**GIVEN PASSAGE:**
□ □ □ □
If you skip step 4 and just remove the old key, any user whose token was last written with the old key will be unable to sync until they reconnect. The web surfaces this as a "Reconnect required" banner (see §5).

4. Reconnect lifecycle (when GitHub revokes a token)

If a user revokes the OAuth grant on github.com, or GitHub itself invalidates the token (scope changes, account suspension, etc.), the next sync returns 401. The server reacts by:

  1. Catching the 401 in services.run_github_ingest (raises GithubAuthError).
  2. Flipping GithubConnection.needs_reauth = True for that user.
  3. The /api/warmstart/sources/ endpoint surfaces this as oauth.needs_reauth: true.

The web shows a yellow "Reconnect required" banner in the GitHub Repos panel, with a Connect-with-GitHub button. A successful re-OAuth clears the flag (via services.store_github_token).

No manual action required — this is fully self-healing. Worth knowing about so you can interpret the banner if a user reports it.

5. Troubleshooting

Symptom (in /console?warmstart=github-error&msg=... or runserver log)CauseFix
exchange_failed: GitHub OAuth token exchange 404: Not FoundCallback URL on the OAuth App registration doesn't match what the server sent.Edit the OAuth App on github.com to match the exact callback URL (trailing slash matters).
exchange_failed: GitHub OAuth response had no access_token: bad_verification_codeAuth code was already consumed or expired (>10 min).User clicks Connect again — GitHub issues a fresh code.
exchange_failed: incorrect_client_credentialsGITHUB_OAUTH_CLIENT_SECRET doesn't match the one on github.com.Generate a new client secret on github.com, update env, restart.
token_store_failed: GITHUB_TOKEN_KEY is not configured.Env var missing or empty.Set it (see §2), restart.
token_store_failed: Stored GitHub token cannot be decrypted with any key in GITHUB_TOKEN_KEY.The Fernet key was changed without keeping the old one in the rotation list.Add the previous key back to GITHUB_TOKEN_KEY (oldest last), restart, re-run rotation procedure (§3).
User's panel shows "Reconnect required" bannerGitHub returned 401 to a sync — token revoked / scope changed.User clicks Connect with GitHub; flag clears automatically. No operator action needed.
State validation failures (state_invalid / state_expired)Browser took >10 minutes between Connect click and GitHub redirecting back, or the state cookie was tampered with.User clicks Connect again. If persistent, check that SECRET_KEY (Django) is consistent across API replicas — state is signed with it.
□ □ □ □
**EXCERPTED DATA:**
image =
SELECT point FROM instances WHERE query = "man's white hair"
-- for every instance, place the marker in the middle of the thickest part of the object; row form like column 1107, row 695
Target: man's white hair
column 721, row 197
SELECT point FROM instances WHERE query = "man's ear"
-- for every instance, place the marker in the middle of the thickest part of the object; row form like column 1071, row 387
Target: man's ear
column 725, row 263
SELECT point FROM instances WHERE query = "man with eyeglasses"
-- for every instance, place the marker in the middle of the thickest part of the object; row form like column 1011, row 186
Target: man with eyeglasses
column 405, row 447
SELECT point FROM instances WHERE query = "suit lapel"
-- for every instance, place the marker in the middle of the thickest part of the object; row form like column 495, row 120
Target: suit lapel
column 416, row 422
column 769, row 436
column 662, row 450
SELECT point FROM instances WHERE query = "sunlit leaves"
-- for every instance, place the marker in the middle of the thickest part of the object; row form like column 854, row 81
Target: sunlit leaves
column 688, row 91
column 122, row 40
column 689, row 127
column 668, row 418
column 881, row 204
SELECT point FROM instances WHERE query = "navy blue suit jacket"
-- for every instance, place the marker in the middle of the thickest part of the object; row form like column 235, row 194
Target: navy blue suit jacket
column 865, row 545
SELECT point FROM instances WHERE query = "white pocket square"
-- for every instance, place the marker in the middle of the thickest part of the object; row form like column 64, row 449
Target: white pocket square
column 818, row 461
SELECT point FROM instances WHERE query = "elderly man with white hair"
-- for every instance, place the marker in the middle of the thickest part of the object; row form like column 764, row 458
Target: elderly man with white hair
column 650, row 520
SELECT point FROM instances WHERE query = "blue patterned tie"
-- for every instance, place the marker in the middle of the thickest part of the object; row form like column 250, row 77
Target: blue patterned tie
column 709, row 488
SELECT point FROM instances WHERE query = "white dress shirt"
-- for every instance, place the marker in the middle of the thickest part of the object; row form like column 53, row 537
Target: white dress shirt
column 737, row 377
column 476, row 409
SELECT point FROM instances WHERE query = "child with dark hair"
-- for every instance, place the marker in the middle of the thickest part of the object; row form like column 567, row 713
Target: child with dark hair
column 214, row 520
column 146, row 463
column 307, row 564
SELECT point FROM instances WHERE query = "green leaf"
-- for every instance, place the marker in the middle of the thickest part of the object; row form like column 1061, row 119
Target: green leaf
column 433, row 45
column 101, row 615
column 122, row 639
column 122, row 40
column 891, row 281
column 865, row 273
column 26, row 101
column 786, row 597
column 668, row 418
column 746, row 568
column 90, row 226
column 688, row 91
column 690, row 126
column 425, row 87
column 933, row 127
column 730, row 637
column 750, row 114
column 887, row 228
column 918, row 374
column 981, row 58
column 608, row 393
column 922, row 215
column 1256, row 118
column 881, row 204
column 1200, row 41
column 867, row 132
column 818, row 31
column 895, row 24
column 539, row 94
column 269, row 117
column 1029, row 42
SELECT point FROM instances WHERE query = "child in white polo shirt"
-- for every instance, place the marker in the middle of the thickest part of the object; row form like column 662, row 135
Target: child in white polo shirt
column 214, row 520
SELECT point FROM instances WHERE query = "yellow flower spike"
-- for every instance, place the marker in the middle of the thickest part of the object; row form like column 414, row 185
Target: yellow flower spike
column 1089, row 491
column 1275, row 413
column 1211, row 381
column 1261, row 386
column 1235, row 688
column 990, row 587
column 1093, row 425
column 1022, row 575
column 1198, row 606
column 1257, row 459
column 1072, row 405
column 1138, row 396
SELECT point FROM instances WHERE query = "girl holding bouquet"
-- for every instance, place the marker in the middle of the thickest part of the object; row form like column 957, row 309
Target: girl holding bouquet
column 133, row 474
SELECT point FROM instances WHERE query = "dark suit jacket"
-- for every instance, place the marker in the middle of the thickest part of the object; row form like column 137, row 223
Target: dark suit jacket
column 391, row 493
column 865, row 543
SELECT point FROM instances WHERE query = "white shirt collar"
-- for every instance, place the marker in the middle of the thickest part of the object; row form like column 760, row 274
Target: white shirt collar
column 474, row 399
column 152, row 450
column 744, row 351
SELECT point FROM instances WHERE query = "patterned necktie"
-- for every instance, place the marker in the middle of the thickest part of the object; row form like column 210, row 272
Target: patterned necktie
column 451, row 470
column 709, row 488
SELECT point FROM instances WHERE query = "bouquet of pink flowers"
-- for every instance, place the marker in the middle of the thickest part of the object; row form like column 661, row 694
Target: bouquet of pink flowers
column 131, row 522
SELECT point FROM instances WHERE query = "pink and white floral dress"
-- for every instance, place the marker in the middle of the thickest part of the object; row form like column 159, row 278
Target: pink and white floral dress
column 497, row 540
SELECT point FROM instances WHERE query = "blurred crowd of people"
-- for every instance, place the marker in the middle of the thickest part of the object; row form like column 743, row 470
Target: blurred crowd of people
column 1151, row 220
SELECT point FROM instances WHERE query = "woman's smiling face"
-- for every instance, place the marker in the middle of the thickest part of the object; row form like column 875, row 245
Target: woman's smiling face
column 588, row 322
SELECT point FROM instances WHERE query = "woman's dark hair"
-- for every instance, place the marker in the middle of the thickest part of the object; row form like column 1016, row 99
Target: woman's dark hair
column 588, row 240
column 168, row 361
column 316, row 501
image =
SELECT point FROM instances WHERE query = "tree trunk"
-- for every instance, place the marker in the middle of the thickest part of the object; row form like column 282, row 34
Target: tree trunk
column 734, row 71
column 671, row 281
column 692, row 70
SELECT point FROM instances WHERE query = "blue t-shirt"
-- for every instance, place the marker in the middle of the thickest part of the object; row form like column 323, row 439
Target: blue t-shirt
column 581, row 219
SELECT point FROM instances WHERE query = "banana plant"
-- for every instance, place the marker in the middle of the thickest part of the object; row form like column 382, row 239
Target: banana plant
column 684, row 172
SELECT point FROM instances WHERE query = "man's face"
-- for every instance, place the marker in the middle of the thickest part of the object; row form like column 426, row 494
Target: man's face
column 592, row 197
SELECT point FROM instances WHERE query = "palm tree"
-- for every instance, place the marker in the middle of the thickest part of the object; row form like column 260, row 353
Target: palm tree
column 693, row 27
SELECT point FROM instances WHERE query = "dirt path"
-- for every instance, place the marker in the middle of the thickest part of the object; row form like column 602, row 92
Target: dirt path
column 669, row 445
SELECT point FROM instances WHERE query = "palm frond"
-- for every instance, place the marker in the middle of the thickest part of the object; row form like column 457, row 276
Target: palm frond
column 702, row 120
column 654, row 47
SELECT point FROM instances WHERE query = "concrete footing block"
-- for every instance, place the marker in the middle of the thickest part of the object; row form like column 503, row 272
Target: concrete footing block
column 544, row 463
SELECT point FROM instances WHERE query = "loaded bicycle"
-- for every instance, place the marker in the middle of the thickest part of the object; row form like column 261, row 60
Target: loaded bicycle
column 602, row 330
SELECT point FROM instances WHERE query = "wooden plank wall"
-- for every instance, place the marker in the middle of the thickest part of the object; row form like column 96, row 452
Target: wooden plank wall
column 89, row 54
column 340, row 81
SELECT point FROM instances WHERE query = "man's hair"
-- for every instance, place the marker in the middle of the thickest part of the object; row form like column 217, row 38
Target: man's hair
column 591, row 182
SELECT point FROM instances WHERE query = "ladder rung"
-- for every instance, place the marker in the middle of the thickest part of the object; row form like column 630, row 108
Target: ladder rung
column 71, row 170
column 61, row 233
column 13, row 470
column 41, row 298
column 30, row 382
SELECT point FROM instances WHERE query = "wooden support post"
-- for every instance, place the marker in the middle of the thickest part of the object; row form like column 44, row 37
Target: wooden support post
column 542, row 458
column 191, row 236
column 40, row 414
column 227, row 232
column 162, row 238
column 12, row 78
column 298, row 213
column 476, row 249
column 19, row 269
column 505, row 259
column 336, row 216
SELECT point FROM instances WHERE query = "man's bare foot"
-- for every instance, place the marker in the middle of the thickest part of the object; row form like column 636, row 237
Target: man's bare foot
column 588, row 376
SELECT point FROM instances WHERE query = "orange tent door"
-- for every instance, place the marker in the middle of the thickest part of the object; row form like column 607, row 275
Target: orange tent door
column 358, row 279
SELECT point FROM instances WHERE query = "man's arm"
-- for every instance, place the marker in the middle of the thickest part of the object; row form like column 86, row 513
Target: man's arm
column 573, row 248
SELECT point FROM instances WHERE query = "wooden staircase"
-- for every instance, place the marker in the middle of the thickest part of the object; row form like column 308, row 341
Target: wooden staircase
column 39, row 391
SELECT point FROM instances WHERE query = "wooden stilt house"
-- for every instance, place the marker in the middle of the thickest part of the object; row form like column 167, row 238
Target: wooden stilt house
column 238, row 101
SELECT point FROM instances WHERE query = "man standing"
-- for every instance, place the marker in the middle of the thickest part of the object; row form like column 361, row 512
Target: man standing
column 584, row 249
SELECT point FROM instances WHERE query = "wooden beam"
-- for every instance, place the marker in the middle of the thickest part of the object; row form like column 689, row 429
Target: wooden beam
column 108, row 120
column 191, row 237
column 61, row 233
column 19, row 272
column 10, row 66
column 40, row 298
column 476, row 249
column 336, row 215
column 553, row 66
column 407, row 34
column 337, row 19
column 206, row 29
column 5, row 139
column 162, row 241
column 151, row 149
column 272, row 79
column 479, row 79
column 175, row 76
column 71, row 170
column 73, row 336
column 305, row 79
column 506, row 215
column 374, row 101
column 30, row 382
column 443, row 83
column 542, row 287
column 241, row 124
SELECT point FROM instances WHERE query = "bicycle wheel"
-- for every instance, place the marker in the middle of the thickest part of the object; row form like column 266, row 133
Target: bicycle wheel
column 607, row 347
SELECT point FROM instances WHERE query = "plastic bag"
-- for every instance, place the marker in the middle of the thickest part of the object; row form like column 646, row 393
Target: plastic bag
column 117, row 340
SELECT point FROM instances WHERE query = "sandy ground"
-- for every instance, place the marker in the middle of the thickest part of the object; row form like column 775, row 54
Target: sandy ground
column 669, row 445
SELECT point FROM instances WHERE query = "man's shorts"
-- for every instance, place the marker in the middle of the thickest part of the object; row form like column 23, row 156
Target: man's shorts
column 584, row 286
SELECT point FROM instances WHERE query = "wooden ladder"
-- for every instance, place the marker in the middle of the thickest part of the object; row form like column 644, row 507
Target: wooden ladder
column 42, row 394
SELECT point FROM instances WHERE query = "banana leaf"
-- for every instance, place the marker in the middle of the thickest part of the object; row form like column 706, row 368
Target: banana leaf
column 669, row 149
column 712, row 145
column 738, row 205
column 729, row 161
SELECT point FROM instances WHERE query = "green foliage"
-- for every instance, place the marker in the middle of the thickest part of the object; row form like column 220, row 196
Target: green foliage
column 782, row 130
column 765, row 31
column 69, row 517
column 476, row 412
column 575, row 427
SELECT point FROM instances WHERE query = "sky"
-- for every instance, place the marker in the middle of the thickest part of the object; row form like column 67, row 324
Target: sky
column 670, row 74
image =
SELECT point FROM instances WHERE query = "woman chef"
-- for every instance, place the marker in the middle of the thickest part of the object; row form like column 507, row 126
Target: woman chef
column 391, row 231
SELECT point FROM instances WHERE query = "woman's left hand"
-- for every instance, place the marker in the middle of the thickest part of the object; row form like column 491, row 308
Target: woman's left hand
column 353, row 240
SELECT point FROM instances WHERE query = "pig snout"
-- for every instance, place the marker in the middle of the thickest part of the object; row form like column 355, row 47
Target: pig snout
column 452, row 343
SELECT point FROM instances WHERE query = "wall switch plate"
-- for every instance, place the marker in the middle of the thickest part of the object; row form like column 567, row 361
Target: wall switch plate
□ □ □ □
**TASK DESCRIPTION:** According to the passage on GitHub OAuth, what happens to GithubConnection.needs_reauth when a sync returns 401? You won't need the items to do this.

**RESULT:** It is set to True for that user.